[Text passage]
--- START ---

Chicago White Sox – No. 64
- Pitcher
- Born: April 4, 2000 (age 26) Danvers, Massachusetts, U.S.
- Bats: RightThrows: Right

MLB debut
- April 1, 2025, for the Chicago White Sox

MLB statistics (through April 7, 2026)
- Win–loss record: 7–10
- Earned run average: 4.19
- Strikeouts: 156
- Stats at Baseball Reference

Teams
- Chicago White Sox (2025–present);

Career highlights and awards
- All-Star (2025);

= Shane Smith (baseball) =

American baseball player (born 2000)

Shane Jeffrey Smith (born April 4, 2000) is an American professional baseball pitcher for the Chicago White Sox of Major League Baseball (MLB). He made his MLB debut in 2025, and was named an All-Star the same season.

==Career==
===Amateur career===
Smith attended The Governor's Academy in Byfield, Massachusetts, and Wake Forest University, where he played college baseball for the Wake Forest Demon Deacons. He underwent Tommy John surgery in 2021.

===Milwaukee Brewers===
After going unselected in the 2021 MLB draft, Smith signed with the Milwaukee Brewers as an undrafted free agent on July 27, 2021. He made his professional debut in 2022 with the rookie-level Arizona Complex League Brewers.

Smith split the 2023 season between the Single-A Carolina Mudcats, High-A Wisconsin Timber Rattlers, and Double-A Biloxi Shuckers. In 38 appearances for the three affiliates, he compiled a cumulative 7–4 win–loss record and a 1.96 earned run average (ERA) with 86 strikeouts and 10 saves across 59 2/3 innings pitched. While pitching for Biloxi in 2024, the Brewers named him their minor league pitcher of the month for May. In 32 total appearances for Biloxi and the Triple-A Nashville Sounds, Smith posted a 6–3 record and 3.05 ERA with 113 strikeouts across 94 1/3 innings pitched.

--- END ---

In the Shane Smith article, rewrite the paragraph beginning "Smith split the 2023 season" as a bulleted list that keeps its main facts. Rely only on the Shane Smith article for what follows.

[Recorded information]
--- START ---

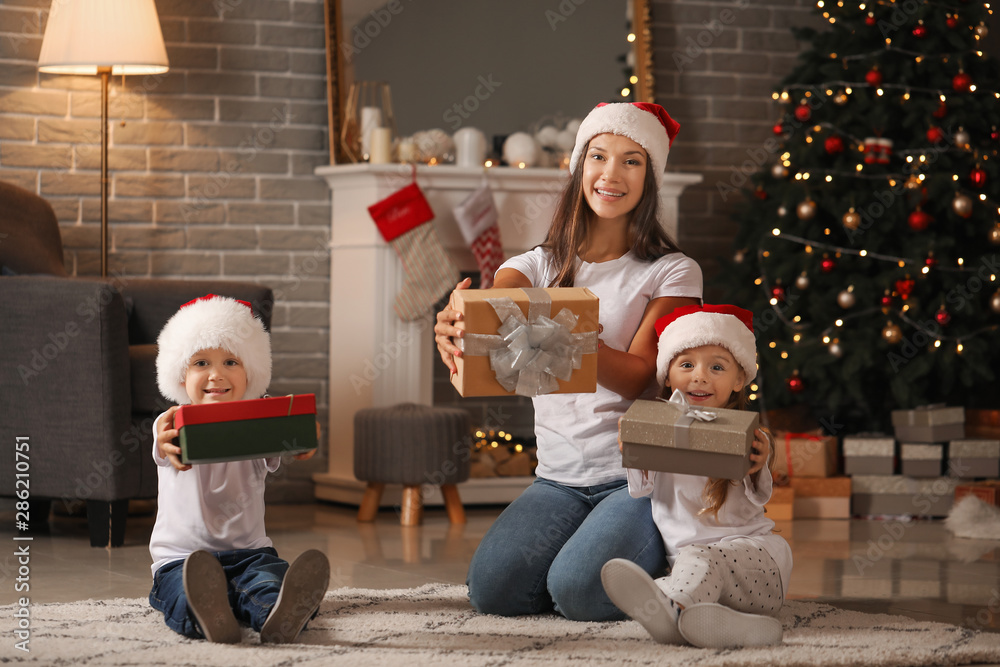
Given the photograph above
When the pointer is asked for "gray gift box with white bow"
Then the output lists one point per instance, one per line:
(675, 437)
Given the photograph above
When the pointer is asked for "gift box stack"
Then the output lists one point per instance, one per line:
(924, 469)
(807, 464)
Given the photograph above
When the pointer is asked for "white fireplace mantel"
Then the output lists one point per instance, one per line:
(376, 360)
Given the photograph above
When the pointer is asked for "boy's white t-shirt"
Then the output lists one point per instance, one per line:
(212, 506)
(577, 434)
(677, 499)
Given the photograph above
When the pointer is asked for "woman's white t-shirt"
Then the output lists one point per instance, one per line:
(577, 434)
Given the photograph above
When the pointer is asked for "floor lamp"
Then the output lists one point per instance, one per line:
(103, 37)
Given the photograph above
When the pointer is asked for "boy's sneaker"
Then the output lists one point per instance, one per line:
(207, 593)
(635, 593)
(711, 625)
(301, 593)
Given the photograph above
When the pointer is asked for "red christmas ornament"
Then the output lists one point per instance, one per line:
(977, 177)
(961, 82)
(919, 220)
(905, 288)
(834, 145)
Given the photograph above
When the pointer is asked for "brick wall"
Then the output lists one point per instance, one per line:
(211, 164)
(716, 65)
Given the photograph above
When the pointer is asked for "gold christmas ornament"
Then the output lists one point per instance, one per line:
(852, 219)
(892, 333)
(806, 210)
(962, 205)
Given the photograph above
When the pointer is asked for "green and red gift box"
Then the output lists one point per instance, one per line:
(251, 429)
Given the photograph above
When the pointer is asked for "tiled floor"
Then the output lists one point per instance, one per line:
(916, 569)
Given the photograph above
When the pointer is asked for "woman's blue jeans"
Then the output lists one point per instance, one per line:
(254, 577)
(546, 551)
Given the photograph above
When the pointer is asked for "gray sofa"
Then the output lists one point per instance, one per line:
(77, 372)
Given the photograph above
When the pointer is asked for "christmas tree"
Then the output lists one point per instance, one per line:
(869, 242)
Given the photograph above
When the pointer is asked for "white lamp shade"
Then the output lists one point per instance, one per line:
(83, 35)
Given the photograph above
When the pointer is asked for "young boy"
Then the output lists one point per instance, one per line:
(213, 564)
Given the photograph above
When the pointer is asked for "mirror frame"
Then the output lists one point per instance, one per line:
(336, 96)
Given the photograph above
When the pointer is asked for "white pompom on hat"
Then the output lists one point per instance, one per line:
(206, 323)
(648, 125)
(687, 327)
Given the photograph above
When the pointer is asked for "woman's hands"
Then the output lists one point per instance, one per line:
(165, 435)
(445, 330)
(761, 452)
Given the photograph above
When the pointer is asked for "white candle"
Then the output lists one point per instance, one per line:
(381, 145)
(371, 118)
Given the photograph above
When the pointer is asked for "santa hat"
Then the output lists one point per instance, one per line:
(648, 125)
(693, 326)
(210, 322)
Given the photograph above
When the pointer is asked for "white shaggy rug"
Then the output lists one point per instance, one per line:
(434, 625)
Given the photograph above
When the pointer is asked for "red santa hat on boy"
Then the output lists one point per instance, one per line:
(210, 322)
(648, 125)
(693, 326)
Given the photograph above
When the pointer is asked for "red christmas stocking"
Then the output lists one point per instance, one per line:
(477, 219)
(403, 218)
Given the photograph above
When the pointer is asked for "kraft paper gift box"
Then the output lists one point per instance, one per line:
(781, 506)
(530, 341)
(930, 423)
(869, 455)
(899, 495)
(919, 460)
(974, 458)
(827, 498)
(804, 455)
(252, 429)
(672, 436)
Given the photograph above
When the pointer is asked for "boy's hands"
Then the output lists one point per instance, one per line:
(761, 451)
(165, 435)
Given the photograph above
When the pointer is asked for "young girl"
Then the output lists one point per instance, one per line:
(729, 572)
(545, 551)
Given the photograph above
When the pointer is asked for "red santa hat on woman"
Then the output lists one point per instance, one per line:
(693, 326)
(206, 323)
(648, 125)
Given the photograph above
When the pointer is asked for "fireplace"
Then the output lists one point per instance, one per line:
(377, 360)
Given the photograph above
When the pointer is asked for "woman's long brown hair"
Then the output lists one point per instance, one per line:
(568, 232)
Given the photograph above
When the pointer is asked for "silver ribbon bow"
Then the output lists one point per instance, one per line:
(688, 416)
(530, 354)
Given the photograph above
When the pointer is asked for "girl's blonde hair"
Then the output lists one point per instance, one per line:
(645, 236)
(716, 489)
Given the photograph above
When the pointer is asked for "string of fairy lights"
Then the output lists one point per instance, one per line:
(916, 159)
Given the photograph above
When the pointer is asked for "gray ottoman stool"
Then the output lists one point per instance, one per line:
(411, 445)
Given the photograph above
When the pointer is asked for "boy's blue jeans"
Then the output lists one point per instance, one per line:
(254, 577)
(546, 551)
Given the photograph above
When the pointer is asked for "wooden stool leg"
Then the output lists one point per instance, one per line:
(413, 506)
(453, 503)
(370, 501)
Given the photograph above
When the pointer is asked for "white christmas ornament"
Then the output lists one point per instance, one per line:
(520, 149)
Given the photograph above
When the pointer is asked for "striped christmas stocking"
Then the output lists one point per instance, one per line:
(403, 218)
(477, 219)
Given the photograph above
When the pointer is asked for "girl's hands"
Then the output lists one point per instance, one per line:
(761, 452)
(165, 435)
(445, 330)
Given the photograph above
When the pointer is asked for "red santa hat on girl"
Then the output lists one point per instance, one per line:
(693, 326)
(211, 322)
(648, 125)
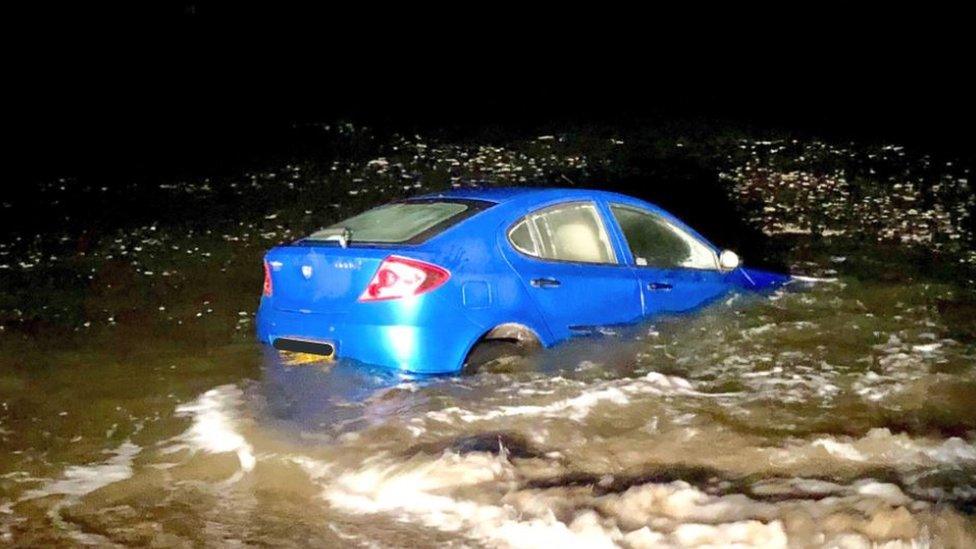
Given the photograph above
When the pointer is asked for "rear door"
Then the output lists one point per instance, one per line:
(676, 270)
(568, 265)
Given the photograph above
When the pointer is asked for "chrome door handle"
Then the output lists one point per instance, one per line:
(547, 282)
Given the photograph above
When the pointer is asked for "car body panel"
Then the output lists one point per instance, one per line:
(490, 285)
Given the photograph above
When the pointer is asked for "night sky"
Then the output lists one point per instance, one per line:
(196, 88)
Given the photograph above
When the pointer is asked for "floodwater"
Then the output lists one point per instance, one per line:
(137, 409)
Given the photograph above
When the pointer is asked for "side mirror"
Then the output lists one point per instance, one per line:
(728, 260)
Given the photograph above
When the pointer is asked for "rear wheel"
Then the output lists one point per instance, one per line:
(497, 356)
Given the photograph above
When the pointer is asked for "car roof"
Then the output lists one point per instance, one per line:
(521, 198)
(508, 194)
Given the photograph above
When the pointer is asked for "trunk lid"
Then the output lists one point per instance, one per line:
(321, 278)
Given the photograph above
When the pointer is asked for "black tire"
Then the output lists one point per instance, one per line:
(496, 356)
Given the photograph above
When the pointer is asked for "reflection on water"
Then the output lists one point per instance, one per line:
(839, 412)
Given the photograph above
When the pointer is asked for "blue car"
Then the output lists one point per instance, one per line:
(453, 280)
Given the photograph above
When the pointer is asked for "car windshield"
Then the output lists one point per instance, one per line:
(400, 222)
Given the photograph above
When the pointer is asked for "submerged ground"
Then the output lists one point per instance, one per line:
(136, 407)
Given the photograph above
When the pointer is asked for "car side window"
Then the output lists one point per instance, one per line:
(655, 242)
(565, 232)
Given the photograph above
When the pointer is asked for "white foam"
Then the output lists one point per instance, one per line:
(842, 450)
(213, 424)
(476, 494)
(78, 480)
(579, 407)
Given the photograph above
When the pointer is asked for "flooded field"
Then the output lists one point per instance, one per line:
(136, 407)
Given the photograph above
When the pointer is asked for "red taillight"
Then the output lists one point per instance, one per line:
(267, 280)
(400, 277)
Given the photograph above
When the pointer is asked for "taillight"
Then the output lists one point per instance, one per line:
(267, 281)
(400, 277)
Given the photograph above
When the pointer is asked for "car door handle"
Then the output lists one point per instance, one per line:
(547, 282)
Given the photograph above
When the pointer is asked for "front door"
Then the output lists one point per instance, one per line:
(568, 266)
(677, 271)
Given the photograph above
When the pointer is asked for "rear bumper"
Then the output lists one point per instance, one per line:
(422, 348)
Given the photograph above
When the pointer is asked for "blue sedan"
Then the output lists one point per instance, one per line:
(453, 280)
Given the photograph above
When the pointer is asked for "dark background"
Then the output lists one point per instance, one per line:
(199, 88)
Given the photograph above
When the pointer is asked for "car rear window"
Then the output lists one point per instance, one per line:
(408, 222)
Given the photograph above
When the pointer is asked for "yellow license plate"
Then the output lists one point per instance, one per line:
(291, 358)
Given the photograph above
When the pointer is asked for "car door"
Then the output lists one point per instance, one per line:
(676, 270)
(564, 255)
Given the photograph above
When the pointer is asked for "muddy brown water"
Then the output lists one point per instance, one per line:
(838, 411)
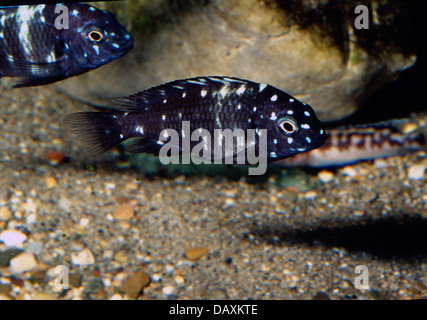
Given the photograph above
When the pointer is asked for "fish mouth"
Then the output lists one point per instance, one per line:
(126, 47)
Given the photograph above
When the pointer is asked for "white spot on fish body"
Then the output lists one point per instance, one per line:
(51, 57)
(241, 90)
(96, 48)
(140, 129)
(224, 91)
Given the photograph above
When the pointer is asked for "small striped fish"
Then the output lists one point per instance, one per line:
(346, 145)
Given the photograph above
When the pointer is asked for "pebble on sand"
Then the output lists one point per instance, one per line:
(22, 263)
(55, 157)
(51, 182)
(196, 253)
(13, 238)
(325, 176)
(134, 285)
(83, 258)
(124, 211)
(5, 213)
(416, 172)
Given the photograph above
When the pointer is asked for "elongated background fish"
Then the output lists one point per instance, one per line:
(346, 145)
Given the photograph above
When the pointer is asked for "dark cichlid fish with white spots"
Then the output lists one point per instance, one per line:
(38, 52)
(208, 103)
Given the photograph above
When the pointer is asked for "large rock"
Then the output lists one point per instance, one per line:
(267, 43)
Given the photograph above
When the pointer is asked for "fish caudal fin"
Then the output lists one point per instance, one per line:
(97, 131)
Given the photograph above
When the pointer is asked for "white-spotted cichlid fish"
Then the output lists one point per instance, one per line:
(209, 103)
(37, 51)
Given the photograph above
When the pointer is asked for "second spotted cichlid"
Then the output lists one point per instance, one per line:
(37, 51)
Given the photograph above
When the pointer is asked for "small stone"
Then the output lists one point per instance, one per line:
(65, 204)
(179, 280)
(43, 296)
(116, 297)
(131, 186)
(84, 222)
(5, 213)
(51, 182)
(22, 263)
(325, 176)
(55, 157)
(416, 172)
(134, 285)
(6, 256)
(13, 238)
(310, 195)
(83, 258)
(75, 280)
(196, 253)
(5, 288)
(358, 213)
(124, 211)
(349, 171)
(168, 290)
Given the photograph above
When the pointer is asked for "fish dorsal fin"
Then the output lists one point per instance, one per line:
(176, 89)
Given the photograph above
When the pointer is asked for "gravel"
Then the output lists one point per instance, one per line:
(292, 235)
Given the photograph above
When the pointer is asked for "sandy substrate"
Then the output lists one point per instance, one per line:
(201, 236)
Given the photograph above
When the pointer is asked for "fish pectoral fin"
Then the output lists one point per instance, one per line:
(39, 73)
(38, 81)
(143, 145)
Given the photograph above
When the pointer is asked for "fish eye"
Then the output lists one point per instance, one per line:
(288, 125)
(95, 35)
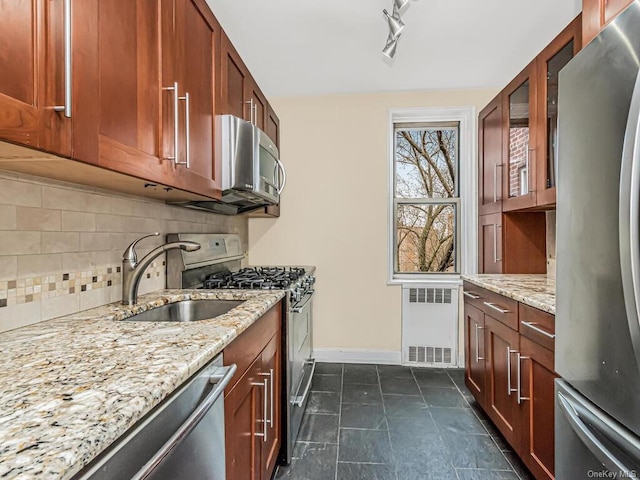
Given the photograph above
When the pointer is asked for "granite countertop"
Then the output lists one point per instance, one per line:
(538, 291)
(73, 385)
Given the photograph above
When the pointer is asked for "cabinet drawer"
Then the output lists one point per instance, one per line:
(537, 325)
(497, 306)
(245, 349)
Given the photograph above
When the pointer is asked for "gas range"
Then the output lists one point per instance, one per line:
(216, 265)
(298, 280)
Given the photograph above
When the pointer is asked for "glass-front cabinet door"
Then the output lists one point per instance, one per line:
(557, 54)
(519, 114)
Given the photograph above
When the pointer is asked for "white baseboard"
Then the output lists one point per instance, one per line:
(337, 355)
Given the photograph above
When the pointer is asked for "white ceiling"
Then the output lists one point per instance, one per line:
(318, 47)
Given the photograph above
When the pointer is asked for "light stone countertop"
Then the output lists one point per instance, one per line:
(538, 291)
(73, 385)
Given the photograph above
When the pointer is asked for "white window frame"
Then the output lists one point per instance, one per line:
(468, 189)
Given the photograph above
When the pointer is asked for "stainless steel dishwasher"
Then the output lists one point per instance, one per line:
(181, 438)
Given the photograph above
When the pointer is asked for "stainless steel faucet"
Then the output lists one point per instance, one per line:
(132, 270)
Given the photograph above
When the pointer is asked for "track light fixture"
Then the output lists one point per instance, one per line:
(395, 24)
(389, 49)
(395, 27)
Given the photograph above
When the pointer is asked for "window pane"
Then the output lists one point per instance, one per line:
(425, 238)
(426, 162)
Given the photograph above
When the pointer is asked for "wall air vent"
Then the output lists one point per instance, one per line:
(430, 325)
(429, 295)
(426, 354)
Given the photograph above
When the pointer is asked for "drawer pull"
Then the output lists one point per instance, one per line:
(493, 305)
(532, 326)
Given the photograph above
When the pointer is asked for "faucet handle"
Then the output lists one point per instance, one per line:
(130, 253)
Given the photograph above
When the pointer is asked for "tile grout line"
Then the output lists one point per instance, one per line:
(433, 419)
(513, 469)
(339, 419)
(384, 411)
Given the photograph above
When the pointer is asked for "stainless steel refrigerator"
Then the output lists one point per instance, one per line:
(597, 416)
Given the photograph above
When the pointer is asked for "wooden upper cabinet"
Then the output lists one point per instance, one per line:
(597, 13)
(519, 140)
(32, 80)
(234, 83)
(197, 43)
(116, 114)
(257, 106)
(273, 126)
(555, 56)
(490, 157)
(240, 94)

--- END ---

[Result of the exercise]
- 2023: Smith pitched for the Single-A Carolina Mudcats, the High-A Wisconsin Timber Rattlers, and the Double-A Biloxi Shuckers.
- 2023 totals: 38 appearances, a 7–4 record, a 1.96 ERA, 86 strikeouts, and 10 saves in 59 2/3 innings.
- 2024: While he was pitching for Biloxi, the Brewers named him their minor league pitcher of the month for May.
- 2024 totals with Biloxi and the Triple-A Nashville Sounds: 32 appearances, a 6–3 record, a 3.05 ERA, and 113 strikeouts in 94 1/3 innings.